GOAL
In the passage on the Temple's purging, on what date was the Temple rededicated after Judas Maccabaeus cleansed it?

PROVIDED PASSAGE
========

Perhaps even more to the purpose, however, were the words of Malachi, referring to the Messiah’s coming to the Temple in order to purge it: “‘Behold, I send My messenger, / And he will prepare the way before Me. / And the Lord, whom you seek, / Will suddenly come to His temple, / Even the Messenger of the covenant, /In whom you delight. / Behold, He is coming,’ / Says the Lord of hosts. / ‘But who can endure the day of His coming? / And who can stand when He appears? / For He is like a refiner’s fire / And like launderers’ soap. / He will sit as a refiner and a purifier of silver; / He will purify the sons of Levi, / And purge them as gold and silver, / That they may offer to the Lord / An offering in righteousness. / Then the offering of Judah and Jerusalem / Will be pleasant to the Lord, /As in the days of old, /As in former years” (Malachi 3:1-4). The context of this purging foreseen by Malachi was the sad state of Israel’s worship, to which he was witness (1:6-10,12-14).
The Temple’s expected “purging” by the Messiah had mainly to do with ritual and moral defilements, much as those Judas Maccabaeus had cleansed from the Lord’s house after its defilement by Antiochus Epiphanes IV. This purging was completed with the Temple’s rededication on December 14, 164 B. C. (1 Maccabees 4:52).

========

DATA SECTION
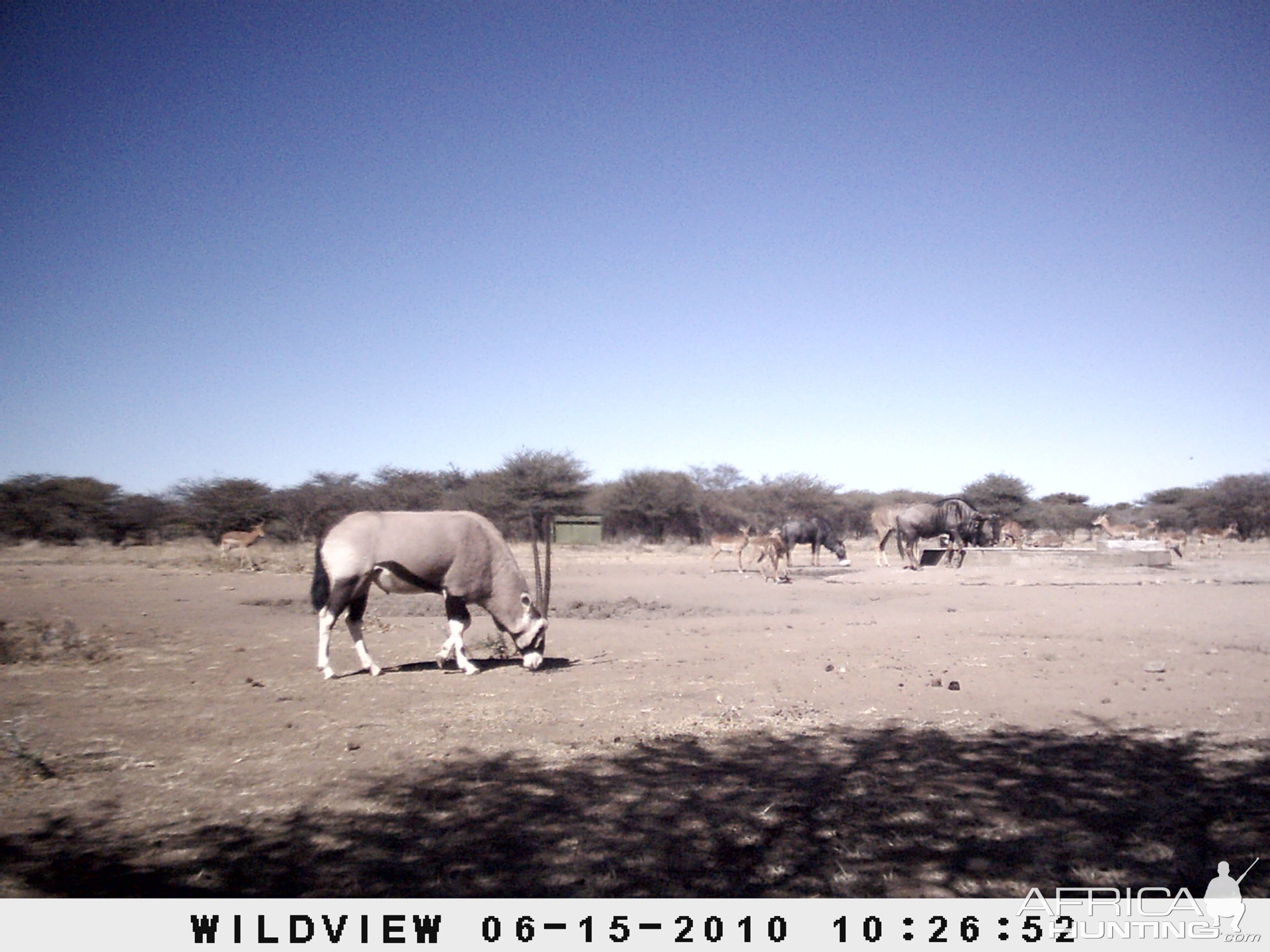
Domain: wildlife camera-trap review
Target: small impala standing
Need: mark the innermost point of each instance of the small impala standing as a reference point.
(241, 541)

========

SOLUTION TO THE PROBLEM
December 14, 164 B. C.